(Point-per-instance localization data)
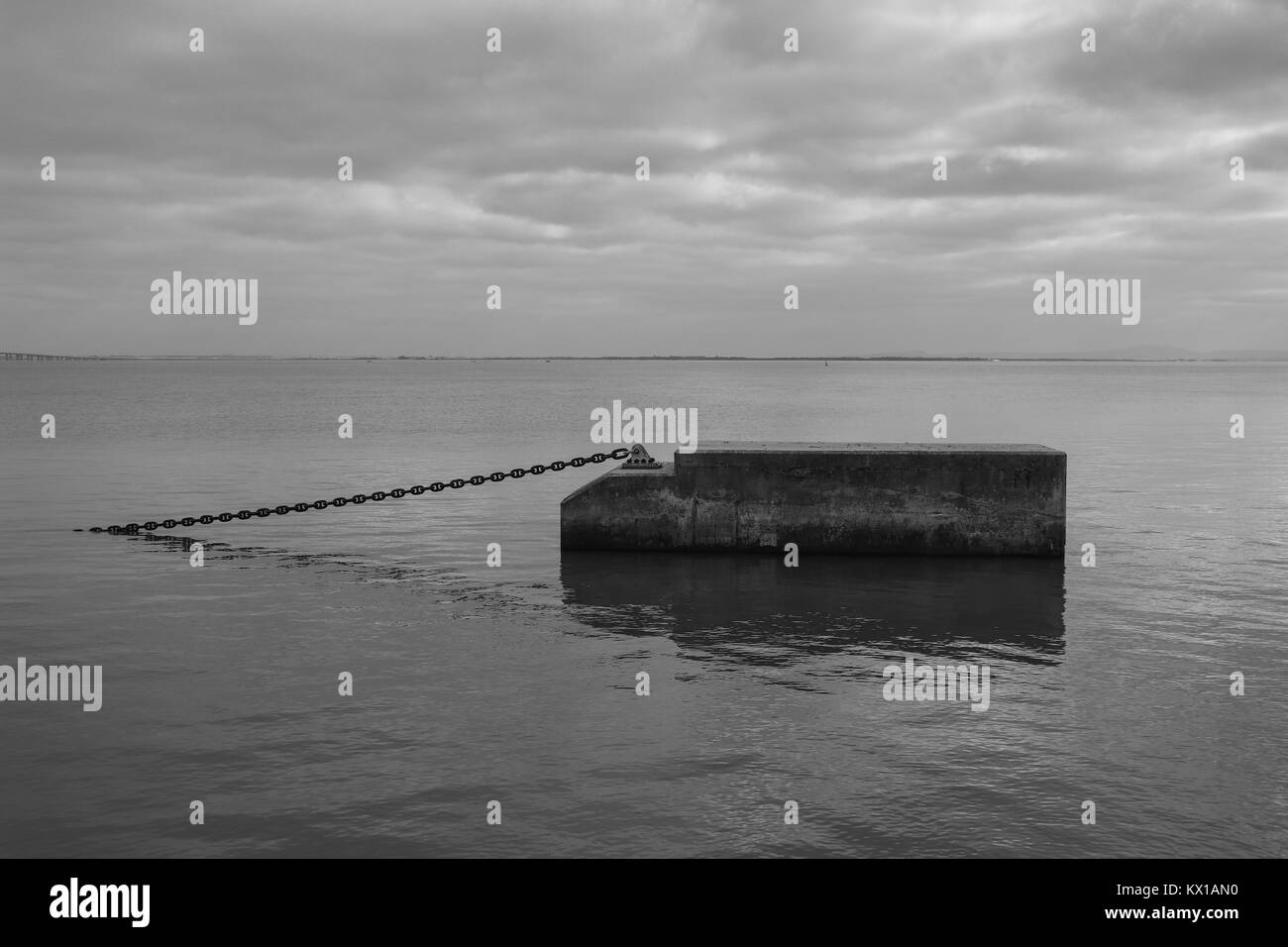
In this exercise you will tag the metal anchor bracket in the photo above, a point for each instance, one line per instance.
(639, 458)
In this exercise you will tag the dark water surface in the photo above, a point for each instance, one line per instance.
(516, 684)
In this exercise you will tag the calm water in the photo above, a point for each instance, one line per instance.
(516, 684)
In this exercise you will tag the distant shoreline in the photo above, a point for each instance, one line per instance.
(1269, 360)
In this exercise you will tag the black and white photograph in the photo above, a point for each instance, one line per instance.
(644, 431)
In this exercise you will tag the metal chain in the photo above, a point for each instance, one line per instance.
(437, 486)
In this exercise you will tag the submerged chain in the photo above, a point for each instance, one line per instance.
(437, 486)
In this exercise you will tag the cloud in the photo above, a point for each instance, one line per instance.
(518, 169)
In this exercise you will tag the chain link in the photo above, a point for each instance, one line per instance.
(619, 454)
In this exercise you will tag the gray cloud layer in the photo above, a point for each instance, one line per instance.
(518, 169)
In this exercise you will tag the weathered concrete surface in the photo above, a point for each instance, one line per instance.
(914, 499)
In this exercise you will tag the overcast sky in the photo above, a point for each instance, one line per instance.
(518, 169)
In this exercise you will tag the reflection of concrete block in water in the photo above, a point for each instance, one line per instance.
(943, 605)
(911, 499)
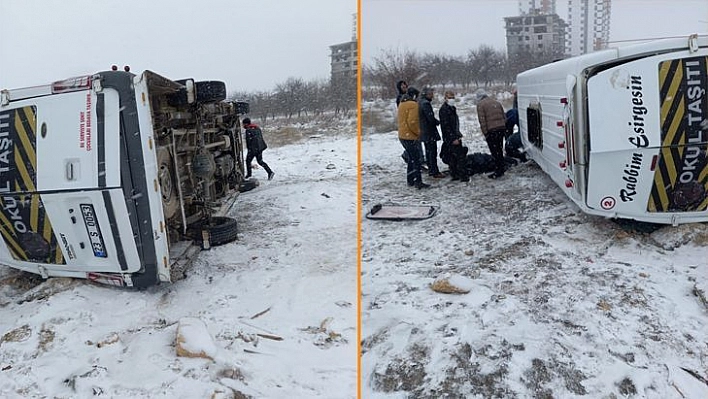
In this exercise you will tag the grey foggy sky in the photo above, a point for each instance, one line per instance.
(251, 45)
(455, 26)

How to complete this task:
With the images excluded, all entries are to be given again exactly.

Answer for the task:
In this exercise you will tag the metal anchor bracket in the photo above, a point for each instance, one line per instance.
(639, 458)
In this exercise you will tag the dark water surface in the photo above, a point for each instance, one line per instance.
(516, 684)
In this exercise you will tag the calm water in the photo above, a point for each instance, one line per instance.
(516, 684)
In this exercise you will tag the distant shoreline in the photo above, a point for each instance, one line per instance.
(1269, 360)
In this exercise you will tag the black and white photograph in the photo above, a point for each instance, one line per instance.
(644, 431)
In this exercise you will tag the metal chain in the photo above, a point for each instance, one line per instance.
(437, 486)
In this exercise you will tag the submerged chain in the photo above, a point for each instance, one line per instance.
(437, 486)
In this exercise you will tag the cloud in the photo above, a point for each instance, one line per instance.
(518, 169)
In this exercise you will tag the chain link in the photo above, a point for each instance, one line per instance.
(619, 454)
In this exercise you will tag the gray cloud layer in the photo above, a point for each instance, one line per instance.
(518, 169)
In this exercise you will tag the weathered concrete surface in the photo above, a point for each instance, one line per instance.
(914, 499)
In this exercise you will tag the overcast sky in the photo above, a point for each instance, one line per instance.
(518, 169)
In this exercise you will tag the reflection of concrete block in water in the photo above, a point for each instance, one line per instance.
(943, 605)
(911, 499)
In this exercise you will tag the grey foggy sky in the photo above, a point for each instance, one line per instance.
(251, 45)
(455, 26)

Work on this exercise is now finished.